##### PROVIDED INFORMATION #####

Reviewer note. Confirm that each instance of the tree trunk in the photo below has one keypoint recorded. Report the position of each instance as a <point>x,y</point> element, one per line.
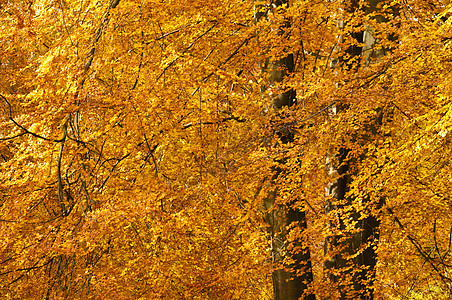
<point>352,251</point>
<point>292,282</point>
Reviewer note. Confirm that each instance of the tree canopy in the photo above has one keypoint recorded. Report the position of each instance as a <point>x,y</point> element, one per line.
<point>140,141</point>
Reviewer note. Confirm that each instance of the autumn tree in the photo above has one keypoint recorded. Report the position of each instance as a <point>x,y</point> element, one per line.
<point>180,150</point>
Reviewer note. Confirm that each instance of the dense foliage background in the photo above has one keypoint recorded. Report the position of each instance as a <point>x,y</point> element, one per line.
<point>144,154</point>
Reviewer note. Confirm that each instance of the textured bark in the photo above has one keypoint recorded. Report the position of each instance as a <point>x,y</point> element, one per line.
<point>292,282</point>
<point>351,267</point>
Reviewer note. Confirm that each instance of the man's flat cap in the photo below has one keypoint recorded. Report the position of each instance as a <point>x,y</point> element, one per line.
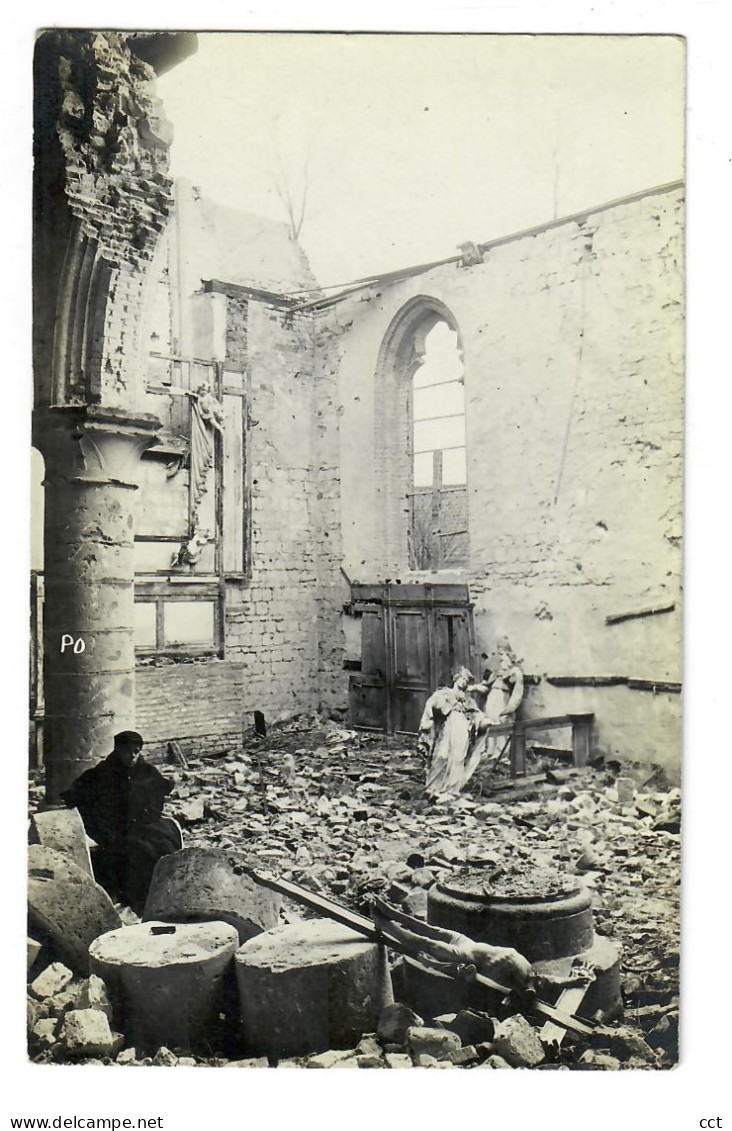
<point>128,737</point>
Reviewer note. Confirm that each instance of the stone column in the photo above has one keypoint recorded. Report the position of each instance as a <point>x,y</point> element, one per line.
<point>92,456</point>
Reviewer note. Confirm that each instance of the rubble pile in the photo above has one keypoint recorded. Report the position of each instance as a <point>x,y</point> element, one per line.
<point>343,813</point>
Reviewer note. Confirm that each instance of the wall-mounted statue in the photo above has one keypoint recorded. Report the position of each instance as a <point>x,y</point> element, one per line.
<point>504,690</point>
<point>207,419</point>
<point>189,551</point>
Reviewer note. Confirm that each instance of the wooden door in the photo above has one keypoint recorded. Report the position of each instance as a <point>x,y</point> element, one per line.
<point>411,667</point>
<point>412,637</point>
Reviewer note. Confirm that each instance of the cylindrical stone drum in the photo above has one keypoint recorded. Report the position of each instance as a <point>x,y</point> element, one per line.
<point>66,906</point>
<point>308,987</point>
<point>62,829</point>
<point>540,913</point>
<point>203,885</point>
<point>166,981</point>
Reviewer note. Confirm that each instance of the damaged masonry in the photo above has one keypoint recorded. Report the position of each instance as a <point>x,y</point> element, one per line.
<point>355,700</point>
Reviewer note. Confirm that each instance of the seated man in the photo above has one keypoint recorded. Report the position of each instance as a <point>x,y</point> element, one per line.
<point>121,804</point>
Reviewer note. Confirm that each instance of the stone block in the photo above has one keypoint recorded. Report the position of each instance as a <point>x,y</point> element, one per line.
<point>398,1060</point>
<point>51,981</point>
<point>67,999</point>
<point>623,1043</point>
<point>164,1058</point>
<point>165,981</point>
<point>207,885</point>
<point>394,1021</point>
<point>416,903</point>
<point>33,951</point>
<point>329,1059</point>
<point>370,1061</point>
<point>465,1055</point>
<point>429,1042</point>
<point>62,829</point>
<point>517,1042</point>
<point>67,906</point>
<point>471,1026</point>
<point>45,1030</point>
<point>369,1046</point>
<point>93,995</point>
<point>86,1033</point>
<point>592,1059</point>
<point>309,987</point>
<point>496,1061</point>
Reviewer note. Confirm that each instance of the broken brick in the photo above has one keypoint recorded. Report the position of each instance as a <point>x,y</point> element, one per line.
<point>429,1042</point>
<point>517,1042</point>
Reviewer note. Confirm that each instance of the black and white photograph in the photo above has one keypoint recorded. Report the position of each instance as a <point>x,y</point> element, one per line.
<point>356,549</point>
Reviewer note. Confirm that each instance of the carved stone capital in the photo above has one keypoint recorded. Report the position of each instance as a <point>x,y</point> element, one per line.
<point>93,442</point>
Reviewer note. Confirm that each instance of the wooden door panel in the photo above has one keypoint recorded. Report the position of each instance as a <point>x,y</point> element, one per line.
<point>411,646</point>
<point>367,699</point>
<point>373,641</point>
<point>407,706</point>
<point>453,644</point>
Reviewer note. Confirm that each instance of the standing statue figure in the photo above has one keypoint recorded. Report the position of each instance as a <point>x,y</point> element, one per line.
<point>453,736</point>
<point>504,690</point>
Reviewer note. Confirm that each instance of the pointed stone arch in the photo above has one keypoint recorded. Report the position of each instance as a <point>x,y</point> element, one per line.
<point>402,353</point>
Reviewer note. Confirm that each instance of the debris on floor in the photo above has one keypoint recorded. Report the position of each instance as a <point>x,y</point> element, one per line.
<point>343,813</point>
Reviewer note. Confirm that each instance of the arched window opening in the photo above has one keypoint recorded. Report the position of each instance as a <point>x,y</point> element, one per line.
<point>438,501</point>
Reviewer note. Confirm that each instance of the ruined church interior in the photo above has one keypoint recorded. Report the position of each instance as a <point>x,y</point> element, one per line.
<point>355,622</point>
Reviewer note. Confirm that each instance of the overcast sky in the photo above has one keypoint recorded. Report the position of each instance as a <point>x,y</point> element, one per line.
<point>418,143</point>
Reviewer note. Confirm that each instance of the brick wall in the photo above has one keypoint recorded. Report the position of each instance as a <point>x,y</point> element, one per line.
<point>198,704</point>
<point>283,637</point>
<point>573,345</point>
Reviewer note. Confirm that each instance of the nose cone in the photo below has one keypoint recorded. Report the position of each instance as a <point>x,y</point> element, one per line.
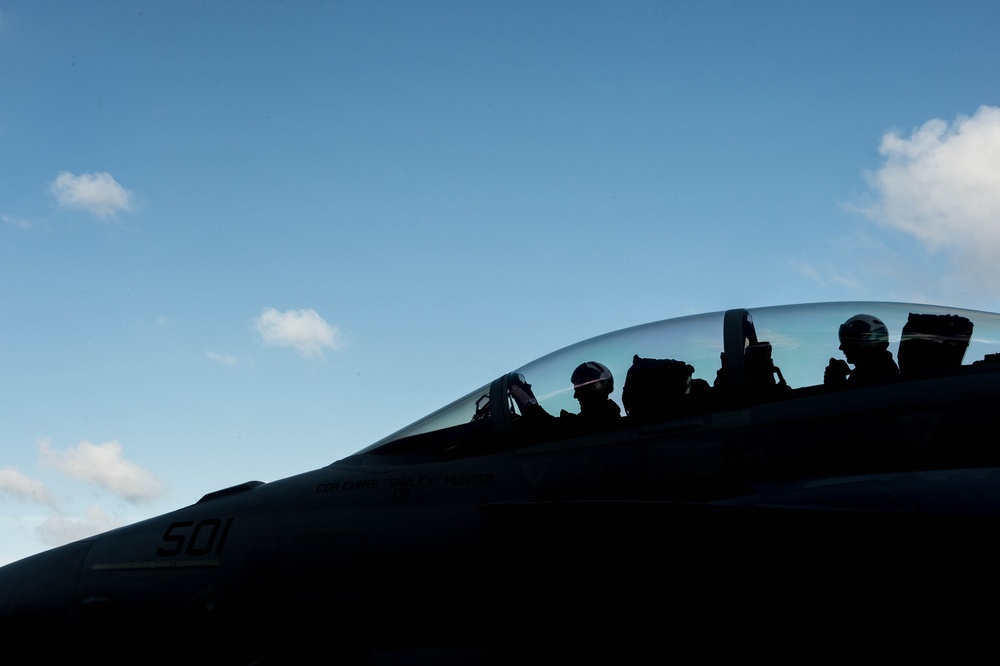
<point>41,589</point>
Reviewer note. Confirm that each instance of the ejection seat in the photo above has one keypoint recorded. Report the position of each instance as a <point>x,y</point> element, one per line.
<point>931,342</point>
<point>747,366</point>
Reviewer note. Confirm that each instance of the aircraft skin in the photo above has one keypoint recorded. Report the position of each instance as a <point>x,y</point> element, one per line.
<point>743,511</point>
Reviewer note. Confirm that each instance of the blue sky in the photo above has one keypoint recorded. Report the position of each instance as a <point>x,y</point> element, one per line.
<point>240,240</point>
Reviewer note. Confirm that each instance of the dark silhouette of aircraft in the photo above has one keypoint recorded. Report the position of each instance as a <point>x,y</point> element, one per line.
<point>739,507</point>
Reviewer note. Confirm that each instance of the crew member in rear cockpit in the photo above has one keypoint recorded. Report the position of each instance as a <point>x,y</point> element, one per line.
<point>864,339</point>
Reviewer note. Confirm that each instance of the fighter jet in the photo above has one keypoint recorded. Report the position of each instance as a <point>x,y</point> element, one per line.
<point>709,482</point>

#####
##### PROVIDED INFORMATION #####

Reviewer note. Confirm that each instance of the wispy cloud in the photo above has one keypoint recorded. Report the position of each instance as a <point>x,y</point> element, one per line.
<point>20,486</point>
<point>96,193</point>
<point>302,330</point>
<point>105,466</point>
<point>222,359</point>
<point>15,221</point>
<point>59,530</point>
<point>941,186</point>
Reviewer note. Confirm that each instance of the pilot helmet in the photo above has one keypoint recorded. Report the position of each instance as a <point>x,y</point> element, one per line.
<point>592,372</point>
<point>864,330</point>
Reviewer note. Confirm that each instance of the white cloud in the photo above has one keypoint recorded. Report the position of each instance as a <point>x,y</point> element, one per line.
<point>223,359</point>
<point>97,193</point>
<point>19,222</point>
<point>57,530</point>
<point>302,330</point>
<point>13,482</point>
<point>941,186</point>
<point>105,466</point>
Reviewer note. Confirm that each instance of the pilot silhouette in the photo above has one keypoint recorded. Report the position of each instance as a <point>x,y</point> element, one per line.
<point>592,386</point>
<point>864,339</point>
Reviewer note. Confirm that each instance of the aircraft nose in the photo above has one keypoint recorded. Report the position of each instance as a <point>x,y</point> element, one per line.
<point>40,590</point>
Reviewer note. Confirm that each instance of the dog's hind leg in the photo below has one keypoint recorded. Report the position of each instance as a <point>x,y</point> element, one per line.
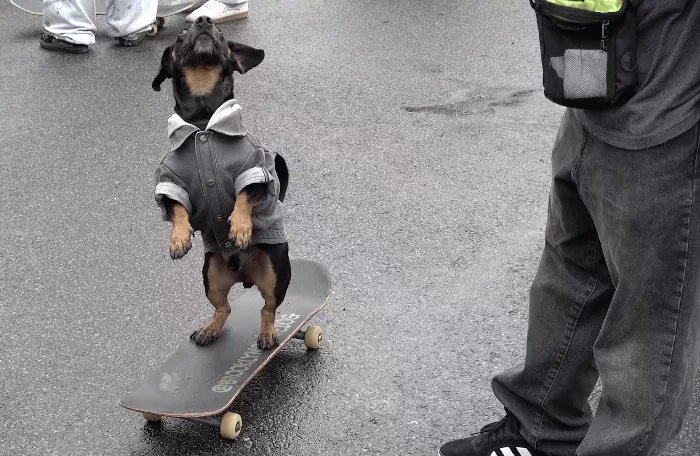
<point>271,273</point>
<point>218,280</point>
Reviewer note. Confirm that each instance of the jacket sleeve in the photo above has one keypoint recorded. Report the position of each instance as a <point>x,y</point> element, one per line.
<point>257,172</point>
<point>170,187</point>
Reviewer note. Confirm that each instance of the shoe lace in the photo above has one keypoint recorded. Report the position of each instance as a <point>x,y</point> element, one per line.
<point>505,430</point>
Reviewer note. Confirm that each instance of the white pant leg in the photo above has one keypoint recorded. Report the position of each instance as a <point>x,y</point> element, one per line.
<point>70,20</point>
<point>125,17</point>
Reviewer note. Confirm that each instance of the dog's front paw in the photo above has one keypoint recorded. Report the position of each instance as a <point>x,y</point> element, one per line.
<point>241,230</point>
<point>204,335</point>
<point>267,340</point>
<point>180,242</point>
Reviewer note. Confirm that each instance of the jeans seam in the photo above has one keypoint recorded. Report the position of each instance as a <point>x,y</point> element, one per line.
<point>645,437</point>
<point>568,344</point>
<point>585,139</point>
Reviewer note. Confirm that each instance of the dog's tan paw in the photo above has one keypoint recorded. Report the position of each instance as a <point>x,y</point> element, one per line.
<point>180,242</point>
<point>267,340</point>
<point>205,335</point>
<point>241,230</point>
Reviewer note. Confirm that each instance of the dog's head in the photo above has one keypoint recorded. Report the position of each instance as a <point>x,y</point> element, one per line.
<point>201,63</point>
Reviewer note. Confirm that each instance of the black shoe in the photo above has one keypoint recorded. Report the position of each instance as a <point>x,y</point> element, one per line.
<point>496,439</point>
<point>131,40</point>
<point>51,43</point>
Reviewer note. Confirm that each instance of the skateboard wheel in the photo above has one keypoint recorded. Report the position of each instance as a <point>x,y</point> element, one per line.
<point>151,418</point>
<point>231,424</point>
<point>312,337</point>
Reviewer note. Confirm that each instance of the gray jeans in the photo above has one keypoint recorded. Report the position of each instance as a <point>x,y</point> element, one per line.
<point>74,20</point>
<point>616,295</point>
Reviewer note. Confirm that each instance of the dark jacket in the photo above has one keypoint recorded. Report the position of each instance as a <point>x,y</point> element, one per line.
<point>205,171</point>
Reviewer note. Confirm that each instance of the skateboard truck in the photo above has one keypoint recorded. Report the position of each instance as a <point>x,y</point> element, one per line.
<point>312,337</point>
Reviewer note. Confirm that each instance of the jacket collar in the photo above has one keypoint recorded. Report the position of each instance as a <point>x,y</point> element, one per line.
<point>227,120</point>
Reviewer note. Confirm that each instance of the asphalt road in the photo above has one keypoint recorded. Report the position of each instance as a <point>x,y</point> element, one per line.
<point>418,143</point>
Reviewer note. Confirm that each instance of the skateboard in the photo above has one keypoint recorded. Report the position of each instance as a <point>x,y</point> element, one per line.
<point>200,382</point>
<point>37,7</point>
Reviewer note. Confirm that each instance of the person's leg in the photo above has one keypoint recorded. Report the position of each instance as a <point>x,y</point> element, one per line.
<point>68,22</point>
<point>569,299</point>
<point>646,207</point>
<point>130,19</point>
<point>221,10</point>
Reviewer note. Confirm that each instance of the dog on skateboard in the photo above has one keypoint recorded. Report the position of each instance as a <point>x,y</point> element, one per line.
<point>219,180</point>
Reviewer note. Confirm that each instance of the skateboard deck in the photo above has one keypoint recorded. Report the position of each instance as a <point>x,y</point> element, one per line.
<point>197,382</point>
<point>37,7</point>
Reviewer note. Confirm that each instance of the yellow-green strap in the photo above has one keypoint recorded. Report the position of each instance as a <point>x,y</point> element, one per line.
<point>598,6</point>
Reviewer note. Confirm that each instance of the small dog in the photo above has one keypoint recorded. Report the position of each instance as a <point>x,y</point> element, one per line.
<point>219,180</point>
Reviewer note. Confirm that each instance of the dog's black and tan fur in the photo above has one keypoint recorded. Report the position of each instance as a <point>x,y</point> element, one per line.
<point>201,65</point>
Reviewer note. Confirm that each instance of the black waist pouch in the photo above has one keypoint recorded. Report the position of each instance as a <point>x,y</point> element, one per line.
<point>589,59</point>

#####

-- WRITTEN REQUEST --
Duplicate the lines above without changes, beginning at the line that contains "Reviewer note. Confirm that each instance of the black waist" and stopping after the line that contains "<point>589,59</point>".

-- THE ANSWER --
Reviewer note. Confirm that each instance of the black waist pouch in the photo above has one keypoint recorded. Report the position of each instance as a <point>x,y</point> element, one per line.
<point>589,59</point>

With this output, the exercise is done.